— Task brief —
Filter the rows below, copying each line that contains the word "fire", and treat the match as case-sensitive.

[Start of Provided records]

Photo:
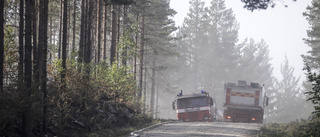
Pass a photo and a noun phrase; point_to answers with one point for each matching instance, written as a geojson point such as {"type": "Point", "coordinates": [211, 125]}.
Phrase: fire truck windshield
{"type": "Point", "coordinates": [191, 102]}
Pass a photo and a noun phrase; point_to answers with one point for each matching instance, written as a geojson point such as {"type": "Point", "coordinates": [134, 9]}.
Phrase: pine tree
{"type": "Point", "coordinates": [289, 101]}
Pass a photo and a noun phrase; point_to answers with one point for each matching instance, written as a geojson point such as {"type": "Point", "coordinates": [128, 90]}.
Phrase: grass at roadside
{"type": "Point", "coordinates": [136, 123]}
{"type": "Point", "coordinates": [298, 128]}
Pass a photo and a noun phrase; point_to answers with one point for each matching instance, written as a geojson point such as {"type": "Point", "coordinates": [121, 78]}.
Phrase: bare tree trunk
{"type": "Point", "coordinates": [113, 37]}
{"type": "Point", "coordinates": [145, 84]}
{"type": "Point", "coordinates": [105, 31]}
{"type": "Point", "coordinates": [152, 85]}
{"type": "Point", "coordinates": [124, 56]}
{"type": "Point", "coordinates": [64, 43]}
{"type": "Point", "coordinates": [74, 26]}
{"type": "Point", "coordinates": [42, 49]}
{"type": "Point", "coordinates": [35, 46]}
{"type": "Point", "coordinates": [141, 55]}
{"type": "Point", "coordinates": [24, 117]}
{"type": "Point", "coordinates": [82, 33]}
{"type": "Point", "coordinates": [118, 29]}
{"type": "Point", "coordinates": [135, 51]}
{"type": "Point", "coordinates": [1, 45]}
{"type": "Point", "coordinates": [60, 29]}
{"type": "Point", "coordinates": [88, 46]}
{"type": "Point", "coordinates": [157, 102]}
{"type": "Point", "coordinates": [98, 29]}
{"type": "Point", "coordinates": [21, 49]}
{"type": "Point", "coordinates": [68, 28]}
{"type": "Point", "coordinates": [28, 64]}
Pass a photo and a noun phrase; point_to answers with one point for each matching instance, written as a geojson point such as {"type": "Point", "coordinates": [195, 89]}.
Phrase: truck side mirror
{"type": "Point", "coordinates": [173, 105]}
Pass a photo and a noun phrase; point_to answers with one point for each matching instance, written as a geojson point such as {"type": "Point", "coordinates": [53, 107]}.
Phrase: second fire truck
{"type": "Point", "coordinates": [195, 107]}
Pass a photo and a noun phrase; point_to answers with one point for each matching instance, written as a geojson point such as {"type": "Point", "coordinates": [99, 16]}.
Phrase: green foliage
{"type": "Point", "coordinates": [97, 103]}
{"type": "Point", "coordinates": [314, 94]}
{"type": "Point", "coordinates": [302, 128]}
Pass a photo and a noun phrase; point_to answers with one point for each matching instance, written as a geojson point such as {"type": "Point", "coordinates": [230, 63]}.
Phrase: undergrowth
{"type": "Point", "coordinates": [298, 128]}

[End of Provided records]

— Output below —
Phrase: fire truck windshield
Phrase: second fire truck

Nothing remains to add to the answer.